**Written exercise 1**
Scale the point labeling entries below by rewriting every line, requests included, with each coordinate in the answers multiplied by 2.1 and rounded to a whole number, halves up.

**Document segment**
Halcyon Class Minesweepers Halcyon Class Ships
Daily Telegraph 29th Aug 1994
Report of 1st MSF
HMS Britomart
HMS Hussar
HMS Salamander
Daily Telegraph


The following three articles all appeared on 29th Aug 1994 in a full page account in the Daily Telegraph of the events of 27th August 1944. The 100 year closure rule on the documents held by the National Archive at Kew had been waived and the full facts could, at last, be revealed.

(Thanks to Mark Morris Cross of HMS Seagull for supplying this information)

Daily Telegraph Monday August 29th 1994 – Ben Fenton

Secret papers detail RAF raid on Royal Navy 

A ‘friendly fire’ mistake that left 117 sailors dead and 153 wounded has been cloaked in official secrecy for 50 years until now… 

THE ATTACK was meticulously executed. It came out of the sun with no warning and hardly a rocket fired by the power‑diving aircraft was wasted as Typhoon fighter‑bombers of the RAF's 263 and 266 Squadrons ripped into the flotilla of minesweepers at 1330 on Sunday Aug 27 1944.  

Less than 15‑minutes later, two of the 230 ft ships were sliding to the bottom of the English Channel. A third was drifting helplessly its stern torn off. 

But it was the wrong target. The 16 Typhoons had, in fact, attacked the Navy's First Minesweeping  Flotilla, killing 117 sailors and wounding 153. It was the worst wartime attack experienced  Royal Navy at the hands of its own forces. 

Yet, for 50 years, the mistake was cloaked by official secrecy and nobody knew who was responsible for it. Now, The Daily Telegraph has had the first access to secret documents on the incident, just released at the Public Record Office in Kew.

**Point labeling entries**
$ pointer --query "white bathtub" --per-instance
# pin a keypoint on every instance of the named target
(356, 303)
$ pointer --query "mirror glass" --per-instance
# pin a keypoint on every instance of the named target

**Written exercise 2**
Answer these questions from the minesweeper article:
(a) Which RAF squadrons flew the Typhoons that made the attack?
(b) At what time on Sunday Aug 27 1944 did the attack take place?
(c) Where were the secret documents on the incident released?

**Worked solution 1**
$ pointer --query "white bathtub" --per-instance
# pin a keypoint on every instance of the named target
(748, 636)
$ pointer --query "mirror glass" --per-instance
# pin a keypoint on every instance of the named target

**Worked solution 2**
(a) 263 and 266 Squadrons
(b) 1330
(c) The Public Record Office in Kew